-- START Material for this exercise --
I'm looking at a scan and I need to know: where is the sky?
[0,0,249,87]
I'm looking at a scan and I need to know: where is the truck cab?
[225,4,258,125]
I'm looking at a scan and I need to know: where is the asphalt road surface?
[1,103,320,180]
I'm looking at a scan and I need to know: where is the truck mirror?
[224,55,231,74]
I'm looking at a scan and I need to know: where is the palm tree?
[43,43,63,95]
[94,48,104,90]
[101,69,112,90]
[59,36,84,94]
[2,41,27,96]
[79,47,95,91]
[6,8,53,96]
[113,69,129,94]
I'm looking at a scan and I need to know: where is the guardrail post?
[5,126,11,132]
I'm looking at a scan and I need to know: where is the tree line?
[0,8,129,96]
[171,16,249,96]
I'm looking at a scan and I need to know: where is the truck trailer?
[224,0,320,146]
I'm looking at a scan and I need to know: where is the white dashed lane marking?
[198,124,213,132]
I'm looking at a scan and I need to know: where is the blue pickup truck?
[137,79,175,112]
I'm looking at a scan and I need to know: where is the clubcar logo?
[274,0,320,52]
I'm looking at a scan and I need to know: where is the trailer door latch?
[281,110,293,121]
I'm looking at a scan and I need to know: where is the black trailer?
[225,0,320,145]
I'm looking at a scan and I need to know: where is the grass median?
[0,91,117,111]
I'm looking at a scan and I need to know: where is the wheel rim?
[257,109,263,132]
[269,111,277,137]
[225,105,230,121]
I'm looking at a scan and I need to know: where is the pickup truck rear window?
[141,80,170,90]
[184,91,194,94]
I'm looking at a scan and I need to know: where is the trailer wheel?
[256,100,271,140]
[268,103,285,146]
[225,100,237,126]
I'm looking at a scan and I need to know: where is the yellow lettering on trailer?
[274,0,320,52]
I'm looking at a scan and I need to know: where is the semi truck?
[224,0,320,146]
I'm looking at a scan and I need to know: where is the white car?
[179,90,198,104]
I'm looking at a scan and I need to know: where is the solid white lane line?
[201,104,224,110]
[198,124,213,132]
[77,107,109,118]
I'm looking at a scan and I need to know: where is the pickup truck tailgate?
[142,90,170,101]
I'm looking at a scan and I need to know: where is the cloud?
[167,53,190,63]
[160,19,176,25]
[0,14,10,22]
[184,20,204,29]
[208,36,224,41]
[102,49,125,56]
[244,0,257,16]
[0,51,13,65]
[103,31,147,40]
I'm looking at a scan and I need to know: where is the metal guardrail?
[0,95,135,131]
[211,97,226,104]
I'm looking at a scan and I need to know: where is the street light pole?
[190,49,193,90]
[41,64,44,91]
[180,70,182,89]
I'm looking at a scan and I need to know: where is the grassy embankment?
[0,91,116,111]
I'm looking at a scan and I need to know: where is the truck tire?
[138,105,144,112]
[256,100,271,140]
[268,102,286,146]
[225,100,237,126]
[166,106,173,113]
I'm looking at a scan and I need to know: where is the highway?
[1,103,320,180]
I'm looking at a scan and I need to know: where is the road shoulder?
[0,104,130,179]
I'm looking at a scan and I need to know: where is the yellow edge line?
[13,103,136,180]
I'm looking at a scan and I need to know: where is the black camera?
-- END Material for this exercise --
-- START Material for this exercise --
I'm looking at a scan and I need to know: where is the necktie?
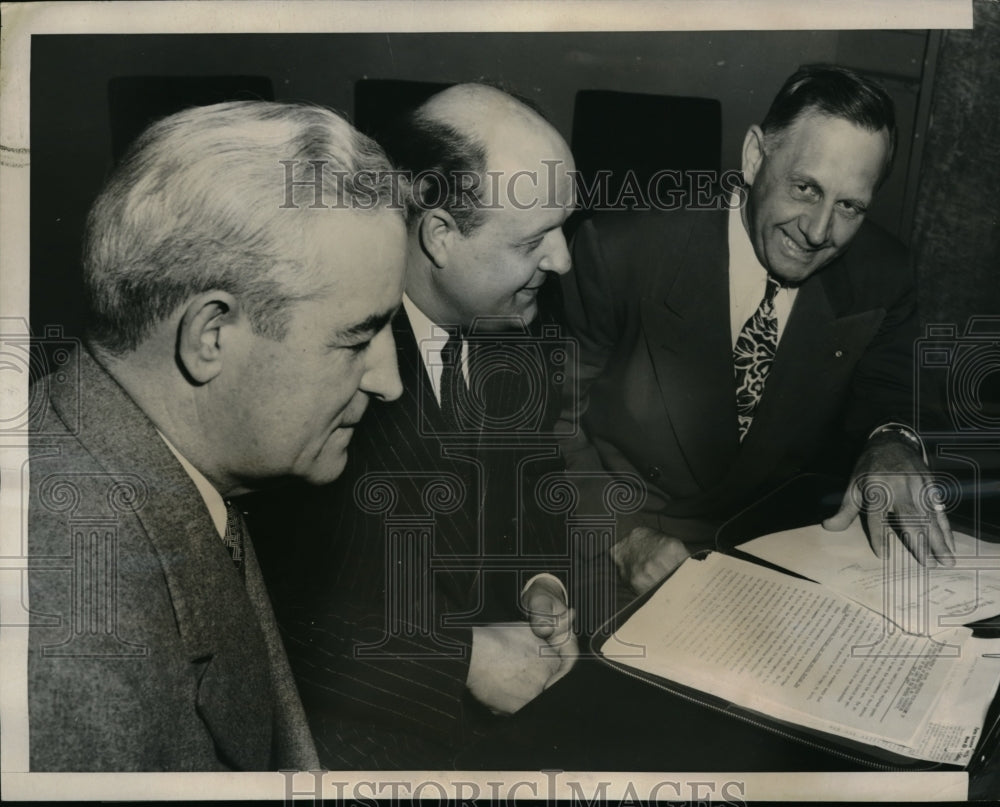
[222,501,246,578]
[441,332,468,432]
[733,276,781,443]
-- END Material for this exercise --
→ Task instructions: Please give back the part that opens with the row containing "dashed lane marking?" and closes with the row containing "[0,91,116,111]", changing each "pickup truck" to "pickup" and leaving everything else unchanged.

→ The response:
I'm looking at a scan and I need to know: where is the white dashed lane marking?
[198,124,213,132]
I'm looking at a scan and I need to know: where is the blue pickup?
[137,79,175,112]
I'm looking at a scan and I need to know: where is the clubcar logo?
[274,0,320,52]
I'm looking at a scan and I need to know: where is the trailer door latch?
[281,110,293,121]
I'm looking at a scan and I need to know: where is the black trailer?
[225,0,320,145]
I'm looking at a scan and I need to know: where is the grass median?
[0,91,117,111]
I'm looking at a scan and I need to know: where is the wheel rim?
[257,109,263,132]
[269,111,277,137]
[225,105,230,121]
I'm looking at a scan and I need to know: where is the pickup rear window?
[141,80,170,90]
[184,91,194,94]
I'm looking at a scan and I need to know: where is the trailer wheel?
[256,100,271,140]
[268,103,285,146]
[225,100,237,126]
I'm looking at a scan and I need to know: where is the yellow lettering on trailer?
[274,0,320,52]
I'm looking at a scan and I need to know: where is the semi truck?
[224,0,320,146]
I'm looking at a scan and I need to know: where is the white car?
[179,90,198,104]
I'm looking at a scan and I need to know: where is the solid white lane line?
[201,104,224,110]
[198,124,213,132]
[77,107,109,118]
I'm looking at a scan and I need to know: where is the pickup tailgate?
[142,90,170,101]
I'm looking at a scan and I need to know: where is the cloud?
[167,53,190,63]
[160,19,176,25]
[0,14,10,22]
[184,20,204,29]
[208,36,224,41]
[102,49,125,56]
[244,0,257,16]
[0,51,13,65]
[103,31,147,40]
I'm looking at a scan and I need to know: where is the metal guardrail?
[0,95,135,131]
[211,97,226,104]
I'm looking at a scan and I need to know: where is the street light pole?
[190,49,193,90]
[41,64,44,91]
[180,70,182,89]
I'm looking at a scan and I need to know: where is the grassy embankment?
[0,91,116,111]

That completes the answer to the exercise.